___ Data excerpts ___
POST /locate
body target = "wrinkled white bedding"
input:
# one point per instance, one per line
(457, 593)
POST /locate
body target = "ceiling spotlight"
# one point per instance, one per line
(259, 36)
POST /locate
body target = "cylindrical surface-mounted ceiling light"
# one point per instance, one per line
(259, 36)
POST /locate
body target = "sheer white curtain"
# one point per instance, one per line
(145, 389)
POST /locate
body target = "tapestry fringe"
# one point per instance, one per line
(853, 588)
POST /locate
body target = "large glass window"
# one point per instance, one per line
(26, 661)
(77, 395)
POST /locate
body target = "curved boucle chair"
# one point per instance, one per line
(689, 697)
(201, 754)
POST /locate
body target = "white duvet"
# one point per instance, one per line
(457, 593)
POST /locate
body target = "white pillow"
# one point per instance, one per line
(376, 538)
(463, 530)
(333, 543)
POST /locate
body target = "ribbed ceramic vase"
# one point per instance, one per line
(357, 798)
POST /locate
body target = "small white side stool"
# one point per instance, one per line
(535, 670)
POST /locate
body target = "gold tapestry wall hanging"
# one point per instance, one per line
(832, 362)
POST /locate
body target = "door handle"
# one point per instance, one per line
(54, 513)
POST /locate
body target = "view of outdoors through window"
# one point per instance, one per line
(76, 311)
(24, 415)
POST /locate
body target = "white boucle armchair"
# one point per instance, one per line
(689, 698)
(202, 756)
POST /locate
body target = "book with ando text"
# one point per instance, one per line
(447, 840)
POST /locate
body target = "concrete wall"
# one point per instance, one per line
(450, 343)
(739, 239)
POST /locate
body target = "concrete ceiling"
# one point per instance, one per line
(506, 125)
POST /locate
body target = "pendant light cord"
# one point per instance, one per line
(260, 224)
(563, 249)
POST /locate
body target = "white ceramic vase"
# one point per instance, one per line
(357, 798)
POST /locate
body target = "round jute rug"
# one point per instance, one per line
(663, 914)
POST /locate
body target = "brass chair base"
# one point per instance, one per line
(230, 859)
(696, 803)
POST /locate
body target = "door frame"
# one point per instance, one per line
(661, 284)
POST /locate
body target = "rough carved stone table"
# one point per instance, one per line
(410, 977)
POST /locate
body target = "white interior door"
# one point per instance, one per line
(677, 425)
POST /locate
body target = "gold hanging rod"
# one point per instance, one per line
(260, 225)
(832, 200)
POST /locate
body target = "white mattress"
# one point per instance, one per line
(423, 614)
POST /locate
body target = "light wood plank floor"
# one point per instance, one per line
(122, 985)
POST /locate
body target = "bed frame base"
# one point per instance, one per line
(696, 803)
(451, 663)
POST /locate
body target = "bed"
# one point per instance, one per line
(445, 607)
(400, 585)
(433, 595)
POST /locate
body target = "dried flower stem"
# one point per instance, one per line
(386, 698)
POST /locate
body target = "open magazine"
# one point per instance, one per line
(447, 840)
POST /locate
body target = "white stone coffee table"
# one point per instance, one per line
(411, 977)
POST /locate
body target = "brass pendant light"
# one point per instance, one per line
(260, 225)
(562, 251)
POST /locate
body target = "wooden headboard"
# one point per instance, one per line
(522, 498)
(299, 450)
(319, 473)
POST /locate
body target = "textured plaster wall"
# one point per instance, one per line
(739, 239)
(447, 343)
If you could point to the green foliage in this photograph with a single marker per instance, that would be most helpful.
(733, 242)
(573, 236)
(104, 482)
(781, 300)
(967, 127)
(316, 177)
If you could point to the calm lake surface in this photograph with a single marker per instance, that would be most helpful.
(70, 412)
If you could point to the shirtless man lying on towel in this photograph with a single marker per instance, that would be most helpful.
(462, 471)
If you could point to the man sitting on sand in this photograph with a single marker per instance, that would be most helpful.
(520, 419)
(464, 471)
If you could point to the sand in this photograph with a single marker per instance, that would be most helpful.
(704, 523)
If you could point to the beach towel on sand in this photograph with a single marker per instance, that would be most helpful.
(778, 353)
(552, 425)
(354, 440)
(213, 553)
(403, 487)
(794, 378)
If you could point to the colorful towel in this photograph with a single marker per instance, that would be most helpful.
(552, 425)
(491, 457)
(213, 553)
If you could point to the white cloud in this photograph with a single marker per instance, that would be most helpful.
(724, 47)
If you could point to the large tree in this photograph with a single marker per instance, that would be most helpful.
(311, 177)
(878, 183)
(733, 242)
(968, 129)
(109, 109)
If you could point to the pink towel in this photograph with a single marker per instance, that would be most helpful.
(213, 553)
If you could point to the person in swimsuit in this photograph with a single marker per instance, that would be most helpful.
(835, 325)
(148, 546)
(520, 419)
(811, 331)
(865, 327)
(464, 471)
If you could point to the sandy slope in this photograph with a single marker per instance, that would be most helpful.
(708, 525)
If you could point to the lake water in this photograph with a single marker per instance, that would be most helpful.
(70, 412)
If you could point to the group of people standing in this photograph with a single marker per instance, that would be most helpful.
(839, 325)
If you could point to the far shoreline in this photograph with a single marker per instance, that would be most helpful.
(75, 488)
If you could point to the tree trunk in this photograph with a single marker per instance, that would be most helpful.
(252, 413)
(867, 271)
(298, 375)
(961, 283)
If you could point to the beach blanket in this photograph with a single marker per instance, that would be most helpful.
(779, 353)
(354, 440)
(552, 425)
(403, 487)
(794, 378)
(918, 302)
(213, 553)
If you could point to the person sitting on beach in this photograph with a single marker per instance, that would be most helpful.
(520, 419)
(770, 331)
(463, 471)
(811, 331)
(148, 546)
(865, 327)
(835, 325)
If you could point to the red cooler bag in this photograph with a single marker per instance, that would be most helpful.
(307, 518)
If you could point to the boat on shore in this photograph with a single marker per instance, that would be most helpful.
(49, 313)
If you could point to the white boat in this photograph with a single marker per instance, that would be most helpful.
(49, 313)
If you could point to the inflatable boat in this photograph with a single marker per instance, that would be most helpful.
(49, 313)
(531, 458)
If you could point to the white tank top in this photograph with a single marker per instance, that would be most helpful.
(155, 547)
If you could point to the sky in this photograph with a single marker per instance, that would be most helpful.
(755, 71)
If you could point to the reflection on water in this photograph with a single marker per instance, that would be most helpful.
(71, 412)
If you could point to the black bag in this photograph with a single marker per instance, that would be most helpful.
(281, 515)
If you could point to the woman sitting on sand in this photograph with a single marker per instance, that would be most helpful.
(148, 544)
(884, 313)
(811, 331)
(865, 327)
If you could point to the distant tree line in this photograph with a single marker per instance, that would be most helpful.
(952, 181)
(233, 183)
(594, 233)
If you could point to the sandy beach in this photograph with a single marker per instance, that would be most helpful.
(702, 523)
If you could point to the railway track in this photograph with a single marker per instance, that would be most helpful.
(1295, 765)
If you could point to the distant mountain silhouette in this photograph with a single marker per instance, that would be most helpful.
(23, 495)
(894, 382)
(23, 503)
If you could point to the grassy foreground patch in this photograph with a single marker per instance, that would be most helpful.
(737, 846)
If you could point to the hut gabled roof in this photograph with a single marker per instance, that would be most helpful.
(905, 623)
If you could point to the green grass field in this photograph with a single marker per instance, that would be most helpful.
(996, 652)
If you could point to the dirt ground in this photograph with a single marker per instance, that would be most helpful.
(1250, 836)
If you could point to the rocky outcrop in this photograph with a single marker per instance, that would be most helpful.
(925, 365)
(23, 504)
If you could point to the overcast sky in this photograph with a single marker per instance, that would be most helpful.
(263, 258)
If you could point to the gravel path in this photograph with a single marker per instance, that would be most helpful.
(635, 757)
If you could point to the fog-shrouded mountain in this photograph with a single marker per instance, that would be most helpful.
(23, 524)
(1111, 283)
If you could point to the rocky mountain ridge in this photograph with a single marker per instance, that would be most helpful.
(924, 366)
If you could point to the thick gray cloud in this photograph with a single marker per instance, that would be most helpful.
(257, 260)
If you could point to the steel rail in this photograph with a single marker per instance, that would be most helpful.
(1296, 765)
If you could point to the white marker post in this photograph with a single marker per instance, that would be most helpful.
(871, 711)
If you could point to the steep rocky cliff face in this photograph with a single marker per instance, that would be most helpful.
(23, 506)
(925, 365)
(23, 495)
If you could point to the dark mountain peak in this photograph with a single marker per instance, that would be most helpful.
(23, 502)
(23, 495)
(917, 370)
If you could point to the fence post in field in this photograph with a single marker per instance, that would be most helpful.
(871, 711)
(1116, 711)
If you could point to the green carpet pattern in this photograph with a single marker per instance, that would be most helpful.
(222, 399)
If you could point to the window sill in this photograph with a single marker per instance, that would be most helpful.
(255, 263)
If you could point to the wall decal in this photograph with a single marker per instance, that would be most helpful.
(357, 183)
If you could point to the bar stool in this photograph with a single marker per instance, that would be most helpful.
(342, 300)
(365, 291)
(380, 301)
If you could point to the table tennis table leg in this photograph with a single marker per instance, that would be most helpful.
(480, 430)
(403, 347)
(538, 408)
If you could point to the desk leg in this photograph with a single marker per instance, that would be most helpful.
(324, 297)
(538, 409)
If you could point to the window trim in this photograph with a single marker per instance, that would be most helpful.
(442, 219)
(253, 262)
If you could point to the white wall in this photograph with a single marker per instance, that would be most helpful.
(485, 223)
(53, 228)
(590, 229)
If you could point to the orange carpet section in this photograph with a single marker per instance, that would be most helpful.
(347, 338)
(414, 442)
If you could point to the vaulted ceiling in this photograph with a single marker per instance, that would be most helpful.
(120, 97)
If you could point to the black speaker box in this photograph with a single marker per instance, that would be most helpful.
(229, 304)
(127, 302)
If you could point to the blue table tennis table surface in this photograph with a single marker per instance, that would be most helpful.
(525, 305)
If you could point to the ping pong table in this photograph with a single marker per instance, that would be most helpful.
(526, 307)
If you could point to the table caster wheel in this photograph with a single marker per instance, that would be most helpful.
___
## To do
Nothing but the lines from the line with "If you could point to the window sill" to the last line of the listing above should appear; please retype them exactly, both ends included.

## Task answer
If you could point to the window sill in this photograph with a single marker per instance, that would be most helpful.
(255, 263)
If you could point to the wall decal in this photograph with a single marker per instance, that would be most helpful.
(357, 183)
If you could point to the bar stool in this photograph with a single marker per instance, that would be most helpful.
(342, 300)
(365, 291)
(380, 301)
If you could point to the table tennis table leg in this photograph with a single marker per instance, that would be most helpful.
(480, 430)
(403, 347)
(538, 408)
If you could point to the desk leg in this photograph with a single marker per instance, that would be most helpful.
(324, 297)
(538, 409)
If you could point to the window trim in this photograph with a single marker per instance, that would be most helpful.
(442, 219)
(253, 262)
If you could point to the white wall in this photograph with a single marker per instance, that would be most helpful.
(485, 223)
(53, 228)
(590, 229)
If you could point to the orange carpet section in this photograph with a single marker per instance, that would be most helpful.
(347, 338)
(414, 442)
If you could point to the vaulted ceiling in this photograph with a single marker per instance, that would be most helpful.
(120, 97)
If you could point to the black speaker box in this photograph with a single marker per instance, that would be most helpful.
(229, 304)
(127, 302)
If you could point to the blue table tennis table surface in this photograph with a single marker per instance, that would be most helpful.
(525, 305)
If you could point to the ping pong table in this photograph with a single marker per instance, that would be most helpful.
(526, 307)
If you could point to the table caster wheel in this photograph with a single marker per instance, that would be most helpful.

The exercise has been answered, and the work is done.